● **Short task**: Print the stretch from the start of the material through the line containing "column 2, row 90", unchanged, and nothing else.

--------

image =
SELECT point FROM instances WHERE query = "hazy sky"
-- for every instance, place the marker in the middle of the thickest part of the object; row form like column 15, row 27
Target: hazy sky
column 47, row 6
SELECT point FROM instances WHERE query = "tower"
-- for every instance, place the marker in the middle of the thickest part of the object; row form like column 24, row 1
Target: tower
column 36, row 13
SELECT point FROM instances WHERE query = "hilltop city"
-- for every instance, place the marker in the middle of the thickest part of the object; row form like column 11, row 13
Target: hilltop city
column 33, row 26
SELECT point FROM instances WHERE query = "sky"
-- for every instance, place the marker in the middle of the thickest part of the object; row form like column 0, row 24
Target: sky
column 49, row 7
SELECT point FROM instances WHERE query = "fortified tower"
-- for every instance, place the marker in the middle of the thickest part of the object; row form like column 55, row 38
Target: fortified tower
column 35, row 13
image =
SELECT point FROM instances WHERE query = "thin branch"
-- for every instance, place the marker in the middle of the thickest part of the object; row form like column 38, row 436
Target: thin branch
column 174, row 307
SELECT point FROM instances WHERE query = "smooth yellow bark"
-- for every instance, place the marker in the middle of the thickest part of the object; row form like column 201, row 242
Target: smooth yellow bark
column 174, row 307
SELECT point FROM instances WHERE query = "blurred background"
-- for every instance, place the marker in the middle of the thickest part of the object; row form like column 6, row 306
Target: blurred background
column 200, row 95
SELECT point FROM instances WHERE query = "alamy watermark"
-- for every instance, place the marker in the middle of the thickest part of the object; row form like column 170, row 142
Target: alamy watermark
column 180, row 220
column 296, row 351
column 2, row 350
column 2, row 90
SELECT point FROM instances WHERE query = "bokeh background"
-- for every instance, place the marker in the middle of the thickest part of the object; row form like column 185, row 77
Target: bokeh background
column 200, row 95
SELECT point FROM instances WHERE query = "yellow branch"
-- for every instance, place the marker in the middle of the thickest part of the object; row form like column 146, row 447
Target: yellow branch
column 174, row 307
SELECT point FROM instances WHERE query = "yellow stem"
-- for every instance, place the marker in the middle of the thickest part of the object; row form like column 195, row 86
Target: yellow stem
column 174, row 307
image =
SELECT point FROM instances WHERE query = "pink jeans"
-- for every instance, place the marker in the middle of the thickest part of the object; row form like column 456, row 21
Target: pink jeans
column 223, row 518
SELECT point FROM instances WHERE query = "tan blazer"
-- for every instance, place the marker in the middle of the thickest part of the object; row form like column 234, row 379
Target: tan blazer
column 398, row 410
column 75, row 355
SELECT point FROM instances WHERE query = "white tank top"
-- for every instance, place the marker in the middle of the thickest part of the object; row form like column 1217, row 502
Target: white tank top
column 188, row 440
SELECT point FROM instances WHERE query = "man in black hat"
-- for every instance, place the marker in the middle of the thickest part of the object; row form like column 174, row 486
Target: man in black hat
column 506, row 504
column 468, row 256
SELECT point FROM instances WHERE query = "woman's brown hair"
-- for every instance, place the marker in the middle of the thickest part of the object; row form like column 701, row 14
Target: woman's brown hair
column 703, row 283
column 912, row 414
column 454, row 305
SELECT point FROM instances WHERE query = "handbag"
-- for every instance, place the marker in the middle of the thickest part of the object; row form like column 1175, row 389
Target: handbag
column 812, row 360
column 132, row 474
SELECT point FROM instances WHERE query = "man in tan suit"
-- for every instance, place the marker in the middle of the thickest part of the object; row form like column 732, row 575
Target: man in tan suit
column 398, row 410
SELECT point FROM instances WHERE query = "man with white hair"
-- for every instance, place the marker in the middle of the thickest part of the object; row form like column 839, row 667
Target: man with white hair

--------

● **Task solution**:
image =
SELECT point FROM instances WHERE query = "hazy sky"
-- for every instance, place the marker in the middle of the thickest part of the object; row form like column 15, row 27
Target: hazy sky
column 47, row 6
SELECT point FROM instances WHERE query = "tower"
-- for every instance, place the marker in the middle of the thickest part of the object; row form like column 24, row 1
Target: tower
column 36, row 13
SELECT point FROM instances WHERE query = "hilltop city"
-- for every instance, place the marker in the middle of the thickest part of the object; row form like column 11, row 13
Target: hilltop city
column 33, row 26
SELECT point FROM instances WHERE query = "sky"
-- for every instance, place the marker in the middle of the thickest part of the object; row form like column 0, row 24
Target: sky
column 49, row 7
SELECT point FROM instances WHERE query = "fortified tower"
-- for every instance, place the marker in the middle of the thickest part of the object; row form like column 55, row 38
Target: fortified tower
column 35, row 13
image =
SELECT point FROM instances WHERE query = "thin branch"
-- for every instance, place the marker in the middle of the thickest part of the object; row form like column 38, row 436
Target: thin branch
column 174, row 307
SELECT point FROM instances WHERE query = "smooth yellow bark"
-- for every instance, place the marker in the middle of the thickest part of the object; row form like column 201, row 242
Target: smooth yellow bark
column 174, row 307
SELECT point FROM instances WHERE query = "blurred background"
-- for every instance, place the marker in the middle of the thickest part of the object; row form like column 6, row 306
Target: blurred background
column 200, row 95
SELECT point FROM instances WHERE query = "alamy watermark"
-- for every instance, place the marker in the middle of the thickest part of the object; row form like column 170, row 142
Target: alamy watermark
column 180, row 220
column 296, row 351
column 2, row 350
column 2, row 90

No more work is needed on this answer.